Top of Information

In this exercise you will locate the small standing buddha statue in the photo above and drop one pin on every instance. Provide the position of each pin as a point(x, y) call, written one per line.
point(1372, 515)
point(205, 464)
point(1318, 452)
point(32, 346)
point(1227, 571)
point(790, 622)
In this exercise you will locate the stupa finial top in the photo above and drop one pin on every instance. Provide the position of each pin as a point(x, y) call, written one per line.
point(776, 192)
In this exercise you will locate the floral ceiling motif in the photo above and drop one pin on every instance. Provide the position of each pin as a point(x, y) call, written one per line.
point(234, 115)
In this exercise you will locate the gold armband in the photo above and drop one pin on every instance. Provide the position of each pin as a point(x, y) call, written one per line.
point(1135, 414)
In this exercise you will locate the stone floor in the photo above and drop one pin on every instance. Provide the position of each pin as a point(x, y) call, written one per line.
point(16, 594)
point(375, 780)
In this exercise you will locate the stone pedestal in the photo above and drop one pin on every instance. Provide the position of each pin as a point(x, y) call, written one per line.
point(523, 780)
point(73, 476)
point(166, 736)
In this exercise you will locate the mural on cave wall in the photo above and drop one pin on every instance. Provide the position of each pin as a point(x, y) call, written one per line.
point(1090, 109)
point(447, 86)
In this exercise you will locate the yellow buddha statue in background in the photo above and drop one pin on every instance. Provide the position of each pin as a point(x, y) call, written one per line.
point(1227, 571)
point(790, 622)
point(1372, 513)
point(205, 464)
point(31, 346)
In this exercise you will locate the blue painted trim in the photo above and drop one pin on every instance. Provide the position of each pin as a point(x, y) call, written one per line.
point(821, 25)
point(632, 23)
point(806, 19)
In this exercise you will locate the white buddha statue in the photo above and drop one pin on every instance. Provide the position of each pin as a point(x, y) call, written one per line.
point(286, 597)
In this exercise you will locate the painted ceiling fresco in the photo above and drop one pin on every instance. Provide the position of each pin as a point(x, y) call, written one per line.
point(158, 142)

Bottom of Information

An exact, complete copy of the data is the only acceptable answer.

In this exercise you will locate the small standing buddha statue in the photo above and drop one pin on every instance. Provide the position of each pin as a point(x, y) call, written one per line.
point(1372, 515)
point(205, 464)
point(1318, 452)
point(32, 346)
point(1227, 571)
point(790, 622)
In this exercise you will locate the stupa finial top in the photo above and drop one pin on every instance. Provide the position of each pin as a point(x, y) call, written one per line.
point(776, 192)
In this exercise you will locate the floral ceiling motif in the photo above and drop one pin on every instance. Provide the position of each pin as a point(x, y) call, written one per line.
point(234, 115)
In this exercise you will locate the gold armband in the photo above and drop one pin on every instance. Provide the position of each pin as a point(x, y) call, written one per line.
point(1135, 414)
In this exercise you will locate the stone floor in the photo above and drop one pin on every instance. Provide the position of each pin as a point(x, y) call, written one per line.
point(16, 594)
point(375, 780)
In this exercise you will locate the stone pedestal in the photo above and drop one pin on every instance. Provide the position of each pin as a point(x, y) call, written one per line.
point(523, 780)
point(73, 476)
point(166, 736)
In this exercise you will locate the mural on cave wall in the photo above and drop one pin on every instance. Provide the position of each pin as a point(x, y) call, written one per line.
point(1090, 109)
point(447, 86)
In this exercise you will locate the yellow buddha statue in background in the photo above and drop one pin on every instance. Provide the position of each pin as a point(x, y) call, written one per line.
point(1227, 571)
point(790, 622)
point(1372, 513)
point(205, 464)
point(31, 346)
In this exercise you will locate the blue painted trim in the photo above and drop one pin on every instance. Provide the position of each pin as a point(x, y) call, written one per line.
point(821, 25)
point(632, 23)
point(806, 19)
In this exercise you will locate the white buddha statue in the photo above and drop one pin on every instance. Provide the position of each pin as a point(x, y) call, written one per line.
point(286, 597)
In this exercise you will locate the painted ceiling fresco in the photo above and drop one pin on every instance. Provide the position of each pin as a point(x, y) call, written one per line.
point(158, 142)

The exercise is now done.